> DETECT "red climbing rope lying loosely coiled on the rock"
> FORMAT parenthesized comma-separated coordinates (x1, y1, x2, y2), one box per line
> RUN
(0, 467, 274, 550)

---

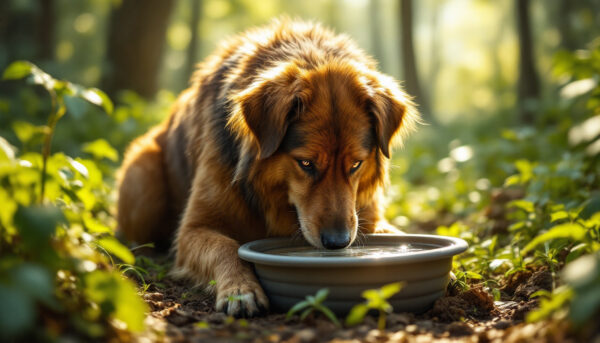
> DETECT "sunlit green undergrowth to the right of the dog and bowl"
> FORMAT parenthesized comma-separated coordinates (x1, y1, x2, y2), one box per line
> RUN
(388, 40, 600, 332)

==

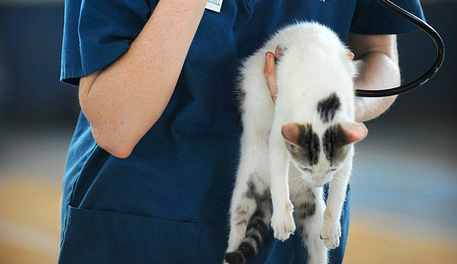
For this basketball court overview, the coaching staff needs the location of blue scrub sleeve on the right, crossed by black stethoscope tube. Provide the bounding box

* _TASK GOAL_:
From the entries above, copy each line that holds "DETECT".

* _ANSWER_:
> DETECT "red climbing rope lying loosely coiled on the rock"
> DETECT "sunlit green undergrowth to the right of the dog and bowl"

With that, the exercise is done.